▸ The problem:
Return, word for word, the stretch of the data from the line containing "formatted like [368,205]." through the end of the data, including both of those lines.

▸ Source records:
-=-=-

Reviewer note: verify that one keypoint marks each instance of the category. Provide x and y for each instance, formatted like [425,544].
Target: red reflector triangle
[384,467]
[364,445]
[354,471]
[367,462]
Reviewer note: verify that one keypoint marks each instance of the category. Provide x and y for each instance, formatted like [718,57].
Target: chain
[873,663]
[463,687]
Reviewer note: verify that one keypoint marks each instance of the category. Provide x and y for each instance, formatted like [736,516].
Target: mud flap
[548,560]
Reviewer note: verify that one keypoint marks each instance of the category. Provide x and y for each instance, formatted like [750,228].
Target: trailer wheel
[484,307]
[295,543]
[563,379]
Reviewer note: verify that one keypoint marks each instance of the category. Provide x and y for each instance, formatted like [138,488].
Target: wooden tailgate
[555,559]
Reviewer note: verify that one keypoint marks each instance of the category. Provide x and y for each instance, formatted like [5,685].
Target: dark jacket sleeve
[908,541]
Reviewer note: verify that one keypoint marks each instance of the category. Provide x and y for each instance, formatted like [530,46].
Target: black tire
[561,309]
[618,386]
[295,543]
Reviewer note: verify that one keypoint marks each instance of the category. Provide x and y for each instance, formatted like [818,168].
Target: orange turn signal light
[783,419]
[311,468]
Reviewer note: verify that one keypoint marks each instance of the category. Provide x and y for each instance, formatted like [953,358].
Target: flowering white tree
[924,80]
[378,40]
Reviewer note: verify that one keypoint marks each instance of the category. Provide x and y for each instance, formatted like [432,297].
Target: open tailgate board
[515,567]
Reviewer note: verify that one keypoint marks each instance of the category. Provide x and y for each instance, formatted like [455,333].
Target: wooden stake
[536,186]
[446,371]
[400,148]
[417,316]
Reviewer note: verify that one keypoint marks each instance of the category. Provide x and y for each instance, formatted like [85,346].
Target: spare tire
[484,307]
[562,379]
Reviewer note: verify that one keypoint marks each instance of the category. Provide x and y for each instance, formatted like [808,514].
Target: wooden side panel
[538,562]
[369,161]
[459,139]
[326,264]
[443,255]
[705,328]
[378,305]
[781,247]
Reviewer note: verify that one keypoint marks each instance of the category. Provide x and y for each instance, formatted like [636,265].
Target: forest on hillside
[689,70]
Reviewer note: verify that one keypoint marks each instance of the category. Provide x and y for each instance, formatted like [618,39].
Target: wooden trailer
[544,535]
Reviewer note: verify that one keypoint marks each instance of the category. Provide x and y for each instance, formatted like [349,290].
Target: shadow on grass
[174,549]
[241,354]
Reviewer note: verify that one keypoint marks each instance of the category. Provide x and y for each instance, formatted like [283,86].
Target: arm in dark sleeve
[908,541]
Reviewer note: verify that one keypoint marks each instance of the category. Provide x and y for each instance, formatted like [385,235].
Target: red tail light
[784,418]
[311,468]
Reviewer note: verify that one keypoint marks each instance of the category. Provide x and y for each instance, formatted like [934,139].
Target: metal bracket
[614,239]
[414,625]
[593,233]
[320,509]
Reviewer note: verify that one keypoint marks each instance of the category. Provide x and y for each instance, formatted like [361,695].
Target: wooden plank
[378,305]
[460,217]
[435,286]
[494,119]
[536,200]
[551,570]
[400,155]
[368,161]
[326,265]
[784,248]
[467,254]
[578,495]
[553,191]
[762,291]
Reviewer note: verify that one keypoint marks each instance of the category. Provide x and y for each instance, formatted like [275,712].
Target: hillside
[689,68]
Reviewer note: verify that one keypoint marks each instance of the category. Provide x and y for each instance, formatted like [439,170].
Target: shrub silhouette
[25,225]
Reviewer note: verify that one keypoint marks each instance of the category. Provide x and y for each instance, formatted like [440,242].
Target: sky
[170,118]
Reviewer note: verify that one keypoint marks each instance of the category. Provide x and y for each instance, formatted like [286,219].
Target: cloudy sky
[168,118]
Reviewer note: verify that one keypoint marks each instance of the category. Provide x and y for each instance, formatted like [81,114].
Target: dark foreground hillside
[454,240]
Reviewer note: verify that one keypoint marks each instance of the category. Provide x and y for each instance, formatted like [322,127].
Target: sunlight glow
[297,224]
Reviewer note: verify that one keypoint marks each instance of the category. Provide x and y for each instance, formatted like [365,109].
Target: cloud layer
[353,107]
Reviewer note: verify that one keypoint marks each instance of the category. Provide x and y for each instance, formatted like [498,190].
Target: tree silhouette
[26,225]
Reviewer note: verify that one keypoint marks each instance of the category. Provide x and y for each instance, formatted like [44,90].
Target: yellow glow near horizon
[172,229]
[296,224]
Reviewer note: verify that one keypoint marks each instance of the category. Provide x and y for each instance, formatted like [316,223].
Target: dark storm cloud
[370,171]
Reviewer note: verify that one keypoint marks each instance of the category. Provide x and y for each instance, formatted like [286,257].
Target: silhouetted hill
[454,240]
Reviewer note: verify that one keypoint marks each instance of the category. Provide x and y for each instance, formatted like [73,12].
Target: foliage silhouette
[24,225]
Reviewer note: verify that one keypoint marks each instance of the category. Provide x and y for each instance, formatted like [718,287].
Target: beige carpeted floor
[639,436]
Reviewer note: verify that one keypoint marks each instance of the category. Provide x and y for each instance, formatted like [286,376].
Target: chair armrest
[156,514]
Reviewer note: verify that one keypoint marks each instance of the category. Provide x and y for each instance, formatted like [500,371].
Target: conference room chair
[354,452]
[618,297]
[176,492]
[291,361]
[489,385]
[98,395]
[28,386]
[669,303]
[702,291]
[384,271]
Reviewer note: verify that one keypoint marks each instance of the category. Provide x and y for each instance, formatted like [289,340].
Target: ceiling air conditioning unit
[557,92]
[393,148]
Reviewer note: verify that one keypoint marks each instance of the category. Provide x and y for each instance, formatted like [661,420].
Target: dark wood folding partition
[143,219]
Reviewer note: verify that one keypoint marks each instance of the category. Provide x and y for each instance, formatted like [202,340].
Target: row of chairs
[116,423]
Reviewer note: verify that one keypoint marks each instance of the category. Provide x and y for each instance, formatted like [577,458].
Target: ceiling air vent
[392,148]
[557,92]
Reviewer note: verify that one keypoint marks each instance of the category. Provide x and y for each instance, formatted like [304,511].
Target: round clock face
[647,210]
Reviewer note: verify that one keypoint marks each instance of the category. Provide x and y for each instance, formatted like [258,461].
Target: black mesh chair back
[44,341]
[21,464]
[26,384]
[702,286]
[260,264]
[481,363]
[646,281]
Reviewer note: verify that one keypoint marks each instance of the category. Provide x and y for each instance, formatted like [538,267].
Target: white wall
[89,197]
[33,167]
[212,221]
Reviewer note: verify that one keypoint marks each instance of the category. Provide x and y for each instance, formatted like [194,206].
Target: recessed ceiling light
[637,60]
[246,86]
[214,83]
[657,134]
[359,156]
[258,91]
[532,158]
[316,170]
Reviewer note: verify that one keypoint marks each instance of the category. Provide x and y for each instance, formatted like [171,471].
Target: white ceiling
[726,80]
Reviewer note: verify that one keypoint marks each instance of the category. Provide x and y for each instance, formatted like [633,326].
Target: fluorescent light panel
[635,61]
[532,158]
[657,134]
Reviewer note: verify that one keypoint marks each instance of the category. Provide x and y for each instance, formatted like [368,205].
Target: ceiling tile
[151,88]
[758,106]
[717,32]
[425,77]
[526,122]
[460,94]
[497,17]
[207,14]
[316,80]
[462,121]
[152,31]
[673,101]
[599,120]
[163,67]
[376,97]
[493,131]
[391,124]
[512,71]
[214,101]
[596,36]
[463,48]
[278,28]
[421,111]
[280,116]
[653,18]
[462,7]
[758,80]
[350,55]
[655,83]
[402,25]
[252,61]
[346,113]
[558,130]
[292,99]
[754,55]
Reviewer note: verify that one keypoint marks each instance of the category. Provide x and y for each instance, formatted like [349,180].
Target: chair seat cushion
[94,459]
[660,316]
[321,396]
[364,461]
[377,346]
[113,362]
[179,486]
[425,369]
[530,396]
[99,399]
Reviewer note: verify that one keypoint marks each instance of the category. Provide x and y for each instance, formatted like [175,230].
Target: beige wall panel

-=-=-

▸ Full response:
Reviewer note: verify that one keypoint marks each instance of the category. Provide x and y for each instance, formatted like [368,205].
Target: ceiling tile
[151,88]
[758,106]
[717,32]
[425,77]
[526,122]
[460,94]
[497,17]
[207,14]
[316,80]
[462,121]
[152,31]
[673,101]
[599,120]
[163,67]
[376,97]
[493,131]
[391,124]
[512,71]
[214,101]
[596,36]
[463,48]
[278,28]
[421,111]
[280,116]
[653,18]
[462,7]
[758,80]
[350,55]
[655,83]
[402,25]
[252,61]
[346,113]
[558,130]
[292,99]
[754,55]
Reviewer note: verify that one keypoint marks each instance of the category. Provide x and y for each instance, formatted like [349,180].
Target: chair seat cushion
[94,459]
[660,316]
[321,396]
[364,461]
[377,346]
[113,362]
[179,486]
[425,369]
[530,396]
[99,399]
Reviewer note: verify that one keypoint marks each instance of the category. Provide x and y for each instance, formatted like [175,230].
Target: beige wall panel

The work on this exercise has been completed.